_Entries taken from a collection_
* * * * * * * * *

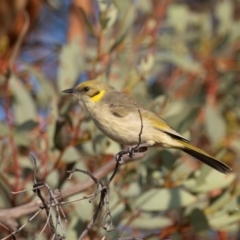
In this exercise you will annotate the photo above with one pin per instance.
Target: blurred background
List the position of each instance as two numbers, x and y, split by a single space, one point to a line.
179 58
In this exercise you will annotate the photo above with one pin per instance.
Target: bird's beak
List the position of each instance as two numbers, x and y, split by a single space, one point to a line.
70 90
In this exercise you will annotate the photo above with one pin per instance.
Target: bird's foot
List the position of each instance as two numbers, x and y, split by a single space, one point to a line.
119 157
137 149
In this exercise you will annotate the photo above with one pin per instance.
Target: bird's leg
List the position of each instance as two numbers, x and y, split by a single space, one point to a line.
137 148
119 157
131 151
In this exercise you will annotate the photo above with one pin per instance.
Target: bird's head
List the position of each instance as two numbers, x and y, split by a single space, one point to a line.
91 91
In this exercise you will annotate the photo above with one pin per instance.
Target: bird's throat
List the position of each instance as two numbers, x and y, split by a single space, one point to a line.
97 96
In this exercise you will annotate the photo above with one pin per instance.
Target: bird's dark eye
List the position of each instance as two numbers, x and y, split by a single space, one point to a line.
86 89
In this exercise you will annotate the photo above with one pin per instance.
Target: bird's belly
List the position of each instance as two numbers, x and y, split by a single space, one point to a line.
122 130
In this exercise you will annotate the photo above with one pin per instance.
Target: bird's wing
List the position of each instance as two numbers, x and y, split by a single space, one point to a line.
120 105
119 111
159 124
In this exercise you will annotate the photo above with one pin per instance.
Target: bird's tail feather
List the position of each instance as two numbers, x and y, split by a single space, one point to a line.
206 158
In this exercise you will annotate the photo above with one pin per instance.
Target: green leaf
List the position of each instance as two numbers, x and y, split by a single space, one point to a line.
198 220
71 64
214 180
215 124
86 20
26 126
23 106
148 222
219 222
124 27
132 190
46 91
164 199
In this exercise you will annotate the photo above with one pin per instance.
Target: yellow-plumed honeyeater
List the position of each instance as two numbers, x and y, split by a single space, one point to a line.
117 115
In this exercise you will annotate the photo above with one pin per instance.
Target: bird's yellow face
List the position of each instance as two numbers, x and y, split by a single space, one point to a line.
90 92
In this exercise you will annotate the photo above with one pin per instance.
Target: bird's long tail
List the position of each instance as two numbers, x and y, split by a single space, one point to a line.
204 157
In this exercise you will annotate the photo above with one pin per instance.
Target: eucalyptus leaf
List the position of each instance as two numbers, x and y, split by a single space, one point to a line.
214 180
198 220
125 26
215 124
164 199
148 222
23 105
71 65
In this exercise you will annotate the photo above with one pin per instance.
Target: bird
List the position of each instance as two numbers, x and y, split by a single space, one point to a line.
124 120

* * * * * * * * *

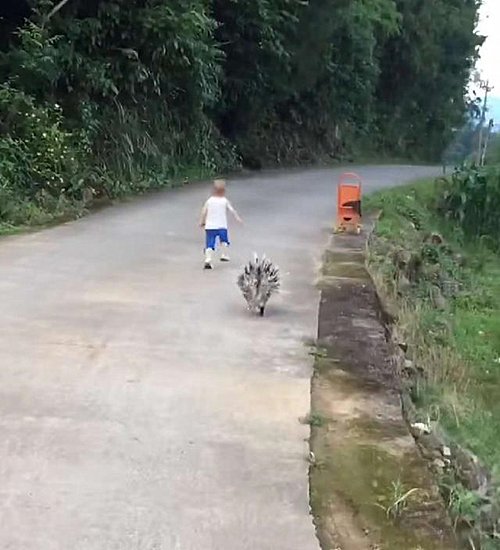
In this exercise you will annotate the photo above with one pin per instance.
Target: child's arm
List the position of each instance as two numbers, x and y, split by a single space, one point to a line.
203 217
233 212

* * * * * * * * *

_SET PROBLEM_
Count the lines in the entries above that contain the word "leaf". Reply with only the number.

_SOLUTION_
2